Dataset rows on where objects appear

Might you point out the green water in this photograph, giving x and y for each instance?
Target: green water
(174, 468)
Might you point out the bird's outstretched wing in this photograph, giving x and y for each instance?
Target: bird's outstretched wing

> [Stated exercise] Output every line of the data above as a JSON list of strings, one string per line, leaving out any blank lines.

> [Answer in full]
[
  "Might you point out the green water in this photograph, giving x and y for each instance?",
  "Target: green water",
  "(174, 468)",
  "Might you point out the bird's outstretched wing in this photograph, giving x and y for each instance?",
  "Target: bird's outstretched wing"
]